───── Task input ─────

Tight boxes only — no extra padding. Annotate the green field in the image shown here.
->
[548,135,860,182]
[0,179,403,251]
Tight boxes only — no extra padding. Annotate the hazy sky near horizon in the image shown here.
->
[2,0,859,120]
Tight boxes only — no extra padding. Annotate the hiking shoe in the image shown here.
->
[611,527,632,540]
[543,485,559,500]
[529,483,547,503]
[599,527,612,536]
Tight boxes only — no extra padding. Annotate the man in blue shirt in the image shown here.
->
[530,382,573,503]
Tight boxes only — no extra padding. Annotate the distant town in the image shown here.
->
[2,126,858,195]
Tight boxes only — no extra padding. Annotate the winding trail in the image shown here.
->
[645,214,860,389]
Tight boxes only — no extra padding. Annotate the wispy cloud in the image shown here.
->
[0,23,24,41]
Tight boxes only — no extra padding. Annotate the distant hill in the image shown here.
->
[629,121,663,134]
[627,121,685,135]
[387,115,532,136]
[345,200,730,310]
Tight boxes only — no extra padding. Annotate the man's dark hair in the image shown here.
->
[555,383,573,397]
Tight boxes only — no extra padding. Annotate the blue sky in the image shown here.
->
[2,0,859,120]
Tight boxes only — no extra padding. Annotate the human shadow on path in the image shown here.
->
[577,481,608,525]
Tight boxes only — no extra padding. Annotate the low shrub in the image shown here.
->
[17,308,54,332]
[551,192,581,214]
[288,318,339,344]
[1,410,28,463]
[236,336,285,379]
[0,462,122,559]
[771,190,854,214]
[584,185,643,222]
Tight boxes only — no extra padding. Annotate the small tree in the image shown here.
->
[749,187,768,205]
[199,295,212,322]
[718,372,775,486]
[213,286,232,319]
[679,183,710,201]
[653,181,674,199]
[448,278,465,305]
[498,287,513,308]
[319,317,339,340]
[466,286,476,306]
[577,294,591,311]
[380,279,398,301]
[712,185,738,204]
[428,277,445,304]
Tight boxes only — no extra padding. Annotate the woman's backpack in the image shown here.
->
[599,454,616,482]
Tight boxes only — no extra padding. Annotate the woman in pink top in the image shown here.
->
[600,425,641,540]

─────

## Task
Show all lines from the data that contain "distant".

## Solution for this task
Tight boxes only — no extra padding. Annotate the distant town in the image shown here.
Tight boxes only — no extra padding. Annotate the distant hill in the image shown here.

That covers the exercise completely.